#### Goal of the exercise
Would you repeat every line of the data exactly?

******

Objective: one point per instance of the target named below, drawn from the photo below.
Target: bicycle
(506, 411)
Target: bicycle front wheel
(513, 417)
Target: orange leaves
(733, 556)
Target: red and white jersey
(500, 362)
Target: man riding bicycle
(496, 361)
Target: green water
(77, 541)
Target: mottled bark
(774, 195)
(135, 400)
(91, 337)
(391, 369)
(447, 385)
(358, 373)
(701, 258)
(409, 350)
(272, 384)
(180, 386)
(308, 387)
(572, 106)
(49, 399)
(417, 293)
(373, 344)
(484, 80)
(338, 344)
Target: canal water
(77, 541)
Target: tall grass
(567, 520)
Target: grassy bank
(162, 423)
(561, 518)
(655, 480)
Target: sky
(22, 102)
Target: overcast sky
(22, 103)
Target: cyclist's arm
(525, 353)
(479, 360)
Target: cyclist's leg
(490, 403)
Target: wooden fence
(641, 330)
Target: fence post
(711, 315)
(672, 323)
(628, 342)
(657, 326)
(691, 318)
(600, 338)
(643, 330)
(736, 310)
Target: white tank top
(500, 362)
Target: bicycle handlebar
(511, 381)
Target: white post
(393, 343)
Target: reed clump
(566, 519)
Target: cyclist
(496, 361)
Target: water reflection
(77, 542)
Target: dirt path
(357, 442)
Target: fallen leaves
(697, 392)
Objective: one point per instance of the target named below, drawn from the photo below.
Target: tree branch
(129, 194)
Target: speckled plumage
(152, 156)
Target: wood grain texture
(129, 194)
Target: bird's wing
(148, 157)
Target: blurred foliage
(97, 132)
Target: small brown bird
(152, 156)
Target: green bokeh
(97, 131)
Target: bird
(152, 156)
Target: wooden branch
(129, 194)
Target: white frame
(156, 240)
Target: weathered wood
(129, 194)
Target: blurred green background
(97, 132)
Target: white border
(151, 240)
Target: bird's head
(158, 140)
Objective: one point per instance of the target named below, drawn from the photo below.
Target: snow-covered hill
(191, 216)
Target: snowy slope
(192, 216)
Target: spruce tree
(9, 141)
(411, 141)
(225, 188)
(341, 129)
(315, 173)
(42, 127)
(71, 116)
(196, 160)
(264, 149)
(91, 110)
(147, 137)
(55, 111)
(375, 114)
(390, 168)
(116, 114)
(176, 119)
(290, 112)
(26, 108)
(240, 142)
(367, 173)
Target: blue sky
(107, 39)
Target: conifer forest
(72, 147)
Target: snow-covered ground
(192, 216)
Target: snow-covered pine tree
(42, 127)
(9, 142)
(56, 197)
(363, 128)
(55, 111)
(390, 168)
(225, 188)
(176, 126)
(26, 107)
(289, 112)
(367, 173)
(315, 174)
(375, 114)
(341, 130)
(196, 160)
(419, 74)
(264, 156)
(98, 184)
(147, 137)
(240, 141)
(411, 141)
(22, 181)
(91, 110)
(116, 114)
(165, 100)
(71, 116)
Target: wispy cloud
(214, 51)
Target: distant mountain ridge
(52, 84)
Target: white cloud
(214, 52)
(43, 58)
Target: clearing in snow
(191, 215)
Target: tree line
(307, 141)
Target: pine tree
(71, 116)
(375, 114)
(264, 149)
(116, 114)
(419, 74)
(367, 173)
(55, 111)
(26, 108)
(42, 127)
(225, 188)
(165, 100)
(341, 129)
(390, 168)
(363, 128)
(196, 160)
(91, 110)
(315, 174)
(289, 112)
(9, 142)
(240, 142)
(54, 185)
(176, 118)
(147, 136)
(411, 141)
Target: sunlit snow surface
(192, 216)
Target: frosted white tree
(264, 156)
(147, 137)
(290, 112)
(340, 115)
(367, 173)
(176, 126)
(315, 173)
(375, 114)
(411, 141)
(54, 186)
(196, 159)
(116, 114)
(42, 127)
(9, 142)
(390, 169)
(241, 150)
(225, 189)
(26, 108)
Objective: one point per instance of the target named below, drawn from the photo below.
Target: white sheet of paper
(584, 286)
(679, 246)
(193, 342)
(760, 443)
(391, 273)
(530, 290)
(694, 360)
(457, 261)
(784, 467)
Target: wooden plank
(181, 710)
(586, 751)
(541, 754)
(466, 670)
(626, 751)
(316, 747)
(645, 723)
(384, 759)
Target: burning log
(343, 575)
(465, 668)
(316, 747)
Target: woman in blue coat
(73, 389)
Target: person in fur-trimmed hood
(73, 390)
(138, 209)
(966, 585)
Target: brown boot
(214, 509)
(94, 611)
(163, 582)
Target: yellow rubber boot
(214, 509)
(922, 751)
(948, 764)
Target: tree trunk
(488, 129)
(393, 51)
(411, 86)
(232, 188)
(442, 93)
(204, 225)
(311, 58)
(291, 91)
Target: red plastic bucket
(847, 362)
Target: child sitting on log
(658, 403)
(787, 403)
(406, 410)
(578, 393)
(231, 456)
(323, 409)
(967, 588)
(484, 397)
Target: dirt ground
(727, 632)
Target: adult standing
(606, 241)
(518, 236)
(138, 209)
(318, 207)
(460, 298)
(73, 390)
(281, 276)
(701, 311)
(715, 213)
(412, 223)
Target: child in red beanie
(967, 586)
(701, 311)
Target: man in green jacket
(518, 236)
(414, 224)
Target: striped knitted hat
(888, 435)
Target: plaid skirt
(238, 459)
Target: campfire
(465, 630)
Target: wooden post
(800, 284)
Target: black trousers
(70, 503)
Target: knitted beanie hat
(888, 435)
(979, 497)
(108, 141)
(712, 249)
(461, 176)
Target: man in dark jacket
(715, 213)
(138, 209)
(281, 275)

******

#### Exercise solution
Objective: one point per instance of the target named below, drawn from the photo below.
Target: bicycle
(506, 411)
Target: bicycle front wheel
(513, 417)
Target: orange leaves
(733, 556)
Target: red and white jersey
(500, 362)
Target: man riding bicycle
(496, 361)
Target: green water
(77, 541)
Target: mottled bark
(774, 195)
(135, 400)
(91, 337)
(391, 369)
(447, 385)
(358, 373)
(701, 258)
(409, 350)
(272, 384)
(180, 386)
(308, 387)
(572, 106)
(49, 399)
(417, 293)
(373, 344)
(484, 80)
(338, 344)
Target: canal water
(77, 541)
Target: tall grass
(567, 520)
Target: grassy bank
(162, 423)
(561, 518)
(655, 480)
Target: sky
(22, 102)
Target: overcast sky
(22, 103)
Target: cyclist's arm
(525, 353)
(479, 360)
Target: cyclist's leg
(490, 403)
Target: wooden fence
(641, 330)
Target: fence post
(711, 315)
(672, 323)
(628, 342)
(657, 326)
(691, 318)
(600, 338)
(643, 330)
(736, 310)
Target: white tank top
(500, 362)
Target: bicycle handlebar
(511, 381)
Target: white post
(393, 343)
Target: reed clump
(566, 519)
Target: cyclist
(496, 361)
Target: water reflection
(77, 542)
Target: dirt path
(357, 442)
Target: fallen leaves
(697, 392)
Objective: one point per instance of the target named below, drawn from the photo below.
Target: tree branch
(129, 194)
Target: speckled plumage
(152, 156)
Target: wood grain texture
(129, 194)
Target: bird's wing
(148, 157)
Target: blurred foliage
(97, 132)
Target: small brown bird
(152, 156)
Target: green bokeh
(97, 131)
Target: bird
(152, 156)
Target: wooden branch
(129, 194)
Target: white frame
(156, 240)
Target: weathered wood
(129, 194)
Target: blurred green background
(97, 132)
Target: white border
(151, 240)
Target: bird's head
(158, 140)
Objective: one point per instance of the target named below, drawn from the photo below.
Target: snow-covered hill
(191, 216)
Target: snowy slope
(192, 216)
Target: spruce tree
(9, 141)
(411, 141)
(225, 188)
(341, 129)
(315, 173)
(42, 127)
(71, 116)
(196, 160)
(264, 149)
(91, 110)
(147, 137)
(55, 111)
(375, 114)
(390, 168)
(116, 114)
(176, 119)
(290, 112)
(26, 108)
(240, 142)
(367, 173)
Target: blue sky
(107, 39)
Target: conifer forest
(72, 147)
Target: snow-covered ground
(192, 216)
Target: snow-covered pine tree
(42, 127)
(9, 142)
(56, 197)
(363, 128)
(55, 111)
(390, 168)
(225, 188)
(176, 126)
(26, 107)
(289, 112)
(367, 173)
(315, 174)
(375, 114)
(341, 130)
(196, 160)
(419, 74)
(264, 156)
(98, 184)
(147, 137)
(240, 141)
(411, 141)
(22, 181)
(91, 110)
(116, 114)
(165, 100)
(71, 116)
Target: wispy cloud
(214, 51)
Target: distant mountain ridge
(52, 84)
Target: white cloud
(214, 52)
(43, 58)
Target: clearing in snow
(191, 215)
Target: tree line
(307, 141)
Target: pine tree
(71, 116)
(375, 114)
(264, 149)
(116, 114)
(419, 74)
(367, 173)
(55, 111)
(26, 108)
(42, 127)
(225, 188)
(165, 100)
(341, 129)
(390, 168)
(363, 128)
(196, 160)
(91, 110)
(315, 174)
(289, 112)
(9, 142)
(240, 142)
(54, 185)
(176, 118)
(147, 136)
(411, 141)
Target: sunlit snow surface
(192, 216)
Target: frosted white tree
(264, 156)
(147, 137)
(290, 112)
(340, 115)
(367, 173)
(176, 126)
(315, 173)
(375, 114)
(411, 141)
(54, 186)
(196, 159)
(116, 114)
(42, 127)
(9, 142)
(390, 169)
(241, 150)
(225, 189)
(26, 108)
Objective: one point per instance of the target named below, drawn from the photo below.
Target: white sheet of paper
(584, 286)
(679, 246)
(193, 342)
(760, 443)
(391, 273)
(530, 290)
(694, 360)
(457, 261)
(784, 467)
Target: wooden plank
(181, 710)
(586, 751)
(541, 754)
(466, 670)
(626, 751)
(316, 747)
(645, 723)
(384, 759)
Target: burning log
(343, 575)
(465, 668)
(316, 747)
Target: woman in blue coat
(73, 389)
Target: person in fur-trimmed hood
(73, 390)
(138, 209)
(966, 585)
Target: brown boot
(214, 509)
(94, 611)
(163, 582)
Target: yellow rubber boot
(214, 509)
(922, 751)
(948, 764)
Target: tree trunk
(488, 129)
(393, 51)
(411, 86)
(232, 188)
(442, 93)
(204, 225)
(311, 58)
(291, 91)
Target: red plastic bucket
(847, 362)
Target: child sitting on log
(658, 403)
(787, 403)
(406, 410)
(578, 393)
(231, 456)
(323, 409)
(967, 588)
(484, 397)
Target: dirt ground
(727, 632)
Target: adult standing
(606, 241)
(518, 236)
(138, 209)
(318, 207)
(460, 298)
(73, 390)
(281, 276)
(701, 311)
(715, 213)
(412, 223)
Target: child in red beanie
(967, 586)
(701, 311)
Target: man in green jacket
(518, 236)
(414, 224)
Target: striped knitted hat
(888, 435)
Target: plaid skirt
(238, 459)
Target: campfire
(465, 630)
Target: wooden post
(800, 284)
Target: black trousers
(70, 503)
Target: knitted beanie hat
(888, 435)
(979, 497)
(108, 141)
(712, 249)
(461, 176)
Target: man in dark jacket
(715, 213)
(138, 209)
(281, 275)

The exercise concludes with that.